◆ **WHAT YOU NEED TO DO**:
In the biography of Jean below, on which organization's Board of Directors has she served since 2009?

◆ **DOCUMENT EXCERPT**:
● ● ● ● ● ● ●

Prior to Ayuda, Jean was the Albert M. Sacks Clinical Teaching & Advocacy Fellow for the Immigration and Refugee Clinic at Harvard Law School, where she taught students representing asylum seekers and assisted with appellate and Supreme Court advocacy in immigration matters; she was previously with the Washington, D.C. law firm of Williams & Connolly. Since 2009, Jean has served on the Board of Directors for the Refugee Reunification Project, which provides grants to help asylee families reunite safely in the United States, and from 2008-2012 she served on the Board of Advisors for the Esperanza Education Fund, which provides college scholarships and professional mentorship to immigrant students regardless of national origin, ethnicity, or immigration status.
Jean received her J.D. from Yale, where she was a student director of the Immigration Legal Services clinic and served on the editorial staff of the Yale Journal of International Law, and her A.B. magna cum laude from Harvard. She is a member of the American Immigration Lawyers Association, speaks Spanish and Taiwanese, and grew up in Texas.

● ● ● ● ● ● ●

◆ **DATA**:
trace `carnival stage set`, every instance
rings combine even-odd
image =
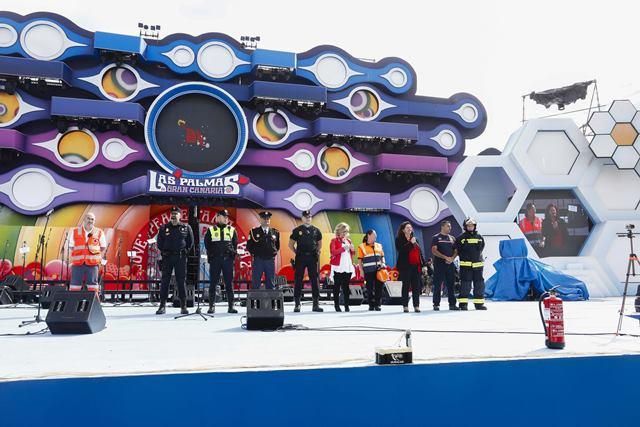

● ● ● ● ● ● ●

◆ **ANSWER FOR THE TASK**:
The Refugee Reunification Project.